• [選錄片段]:

第 8 場 小白入門賽
第一題:
解題思路:
乘一下。
程式碼:
#include <bits/stdc++.h>
using namespace std;
using ll = long long;
using pii = pair<ll, ll>;
#define fi first
#define se second
using piii = pair<ll, pair<ll, ll>>;
const ll inf = 1ll << 60;
using ull = unsigned long long;
// using i128 = __int128_t;
const int N = 210 + 10;
void solve()
{
int cur = 2024;
cur *= 2.5;
cout << (int)cur << endl;
}
int main()
{
ios::sync_with_stdio(false);
cin.tie(0);
cout.tie(0);
int t = 1;
// cin >> t;
while (t--)
{
solve();
}
return 0;
}
第二題:
解題思路:
自定義排序:比較\(a + b\)和\(b + a\)的字串大小,按升序排序。
程式碼:
#include <bits/stdc++.h>
using namespace std;
using ll = long long;
using pii = pair<ll, ll>;
#define fi first
#define se second
using piii = pair<ll, pair<ll, ll>>;
const ll inf = 1ll << 60;
using ull = unsigned long long;
// using i128 = __int128_t;
const int N = 210 + 10;
bool cmp(string a, string b)

• [簡短任務]: 請把上面這篇小白入門賽題解從頭到尾逐字照抄一遍。

• [儲存資料]:

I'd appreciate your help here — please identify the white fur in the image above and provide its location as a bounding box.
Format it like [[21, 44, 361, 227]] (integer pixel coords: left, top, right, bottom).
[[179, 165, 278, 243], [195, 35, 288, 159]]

• [正確輸出]:
第 8 場 小白入門賽
第一題:
解題思路:
乘一下。
程式碼:
#include <bits/stdc++.h>
using namespace std;
using ll = long long;
using pii = pair<ll, ll>;
#define fi first
#define se second
using piii = pair<ll, pair<ll, ll>>;
const ll inf = 1ll << 60;
using ull = unsigned long long;
// using i128 = __int128_t;
const int N = 210 + 10;
void solve()
{
int cur = 2024;
cur *= 2.5;
cout << (int)cur << endl;
}
int main()
{
ios::sync_with_stdio(false);
cin.tie(0);
cout.tie(0);
int t = 1;
// cin >> t;
while (t--)
{
solve();
}
return 0;
}
第二題:
解題思路:
自定義排序:比較\(a + b\)和\(b + a\)的字串大小,按升序排序。
程式碼:
#include <bits/stdc++.h>
using namespace std;
using ll = long long;
using pii = pair<ll, ll>;
#define fi first
#define se second
using piii = pair<ll, pair<ll, ll>>;
const ll inf = 1ll << 60;
using ull = unsigned long long;
// using i128 = __int128_t;
const int N = 210 + 10;
bool cmp(string a, string b)